**GIVEN EXERCISE:**
Please collect every line in the rows below that contains the word "bottom".

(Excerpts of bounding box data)
┄┄┄┄┄┄┄┄┄┄┄┄┄┄┄┄┄┄┄┄

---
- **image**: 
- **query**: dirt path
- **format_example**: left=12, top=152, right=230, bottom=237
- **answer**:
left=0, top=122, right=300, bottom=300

┄┄┄┄┄┄┄┄┄┄┄┄┄┄┄┄┄┄┄┄

**SOLUTION:**
- **format_example**: left=12, top=152, right=230, bottom=237
left=0, top=122, right=300, bottom=300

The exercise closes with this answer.